▶ **EXTRAIT DE PAGE**:
+-------+

2034, roman réveil ≈062
J’adore quand la fiction permet de démasquer le réel sans y rester collé, quand elle aide à se poser de bonnes questions, surtout s'il s'agit de risques réels.
Bonne année à toutes et tous…
Commençons par un bon livre pour aborder presque sereinement ce qui nous attend (spoiler : je ne parle pas de dissolution).
Un roman… Mais je vous préviens, celui-ci imagine comment nous pourrions nous retrouver happés dans l’engrenage d’une conflagration planétaire.
Parler de la mort n’a jamais tué personne. Parler de guerre non plus j’espère. Et un bouquin qui tient la route est trop précieux pour être ignoré. Surtout s’il est utile.
2034, le livre
2034, tel est le titre, a été publié aux États-Unis en 2021 avec un sous-titre on ne peut plus clair : A Novel of the Next World War, soigneusement gommé de l’édition française par peur, j’imagine, d’inquiéter. C’est pourtant là une de ses vertus principales : il alerte en mettant en scène ce qui pourrait bien arriver… après-demain… ou plus tôt.
Les deux auteurs savent ce que « guerre » veut dire.
Ancien Marine, Elliot Ackerman a commandé des troupes spéciales en Afghanistan et en Irak. Le New York Times review of Books estime d’un de ses premiers romans qu’il « a fait quelque chose de courageux en tant qu'écrivain et d'encore plus courageux en tant que soldat : il a touché, pour de vrai, la culture et l'âme de son ennemi. » Un art qu’on retrouve dans 2034.

+-------+

▶ **MATÉRIEL FOURNI**:
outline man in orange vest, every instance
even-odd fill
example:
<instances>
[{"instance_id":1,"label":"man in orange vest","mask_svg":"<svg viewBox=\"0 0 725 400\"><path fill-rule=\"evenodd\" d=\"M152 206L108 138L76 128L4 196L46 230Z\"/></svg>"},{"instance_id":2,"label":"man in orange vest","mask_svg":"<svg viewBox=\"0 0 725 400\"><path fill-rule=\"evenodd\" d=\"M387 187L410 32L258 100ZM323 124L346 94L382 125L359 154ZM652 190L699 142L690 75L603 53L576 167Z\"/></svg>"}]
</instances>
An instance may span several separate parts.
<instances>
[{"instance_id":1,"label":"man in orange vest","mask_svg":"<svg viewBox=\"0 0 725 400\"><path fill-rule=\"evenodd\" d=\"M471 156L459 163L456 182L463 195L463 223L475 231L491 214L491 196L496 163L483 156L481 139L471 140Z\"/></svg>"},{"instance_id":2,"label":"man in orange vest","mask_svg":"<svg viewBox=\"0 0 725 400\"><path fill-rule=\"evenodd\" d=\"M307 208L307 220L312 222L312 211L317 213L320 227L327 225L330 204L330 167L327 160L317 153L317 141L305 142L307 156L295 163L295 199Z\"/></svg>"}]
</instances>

+-------+

▶ **CONSIGNES**:
• 1. Citez l'extrait sur le roman 2034 de « Parler de la » jusqu'à « s’il est utile. ».
• 2. Écrivez la suite de l'extrait sur le roman 2034, à partir de sa dernière phrase.

▶ **RÉPONSES**:
• 1.
Parler de la mort n’a jamais tué personne. Parler de guerre non plus j’espère. Et un bouquin qui tient la route est trop précieux pour être ignoré. Surtout s’il est utile.

• 2.
Ancien commandant du groupe d'attaque naval mené par le porte-avions Enterprise dans le Golfe Persique de 2002 à 2004, l’amiral James Stavridis a occupé plusieurs postes de commandement en chef dont celui de l’OTAN. Il connaît par coeur les différents théâtres d’opérations traités dans le livre : la mer de la Chine du sud revendiquée par Beijing, Kaliningrad cette obsession russe, ou le détroit d’Ormuz, position stratégique dont le contrôle peut changer les flux mondiaux d’énergie, entre autres.
Ensemble, ils nous donnent un vrai thriller structuré autour de l’inévitable affrontement des deux superpuissances de notre époque qu’ils font démarrer par un piège tendu par le Chinois. Les Américains s’y précipitent la tête la première et s’empêtrent, entraînant leurs ennemis dans un emmêlement dont personne ne sait plus comment se dégager.
On y voit une femme commodore en charge d’un destroyer américain dont l’escadre est anéantie sans qu’elle comprennent pourquoi, sur le moment.
Un pilote de chasse US dont l’avion se fait aspirer au dessus de l’Iran sans, lui non plus, s’expliquer comment.
Un amiral chinois diplomate en poste à Washington dont je ne vous dirai pas plus.
Un ministre de la défense et membre du politburo de Beijing qui s’inspire de Sun Tzu (impossible d’y couper) pour berner une présidente américaine modérée et craignant de paraître trop faible…
Un officier irascible des Gardes révolutionnaires iraniens qui, incapable de foutre une simple baffe à son prisonnier, complique la situation, peut-être à dessein.
Un analyste américain d’origine indienne qui a le plus grand mal à gérer une crise planétaire en même temps que la garde de sa fille dont il a quitté la mère.
Une amiral russe qui, suivant les instructions de Poutine, toujours au pouvoir, profite de la situation pour rattacher Kaliningrad à la mère patrie.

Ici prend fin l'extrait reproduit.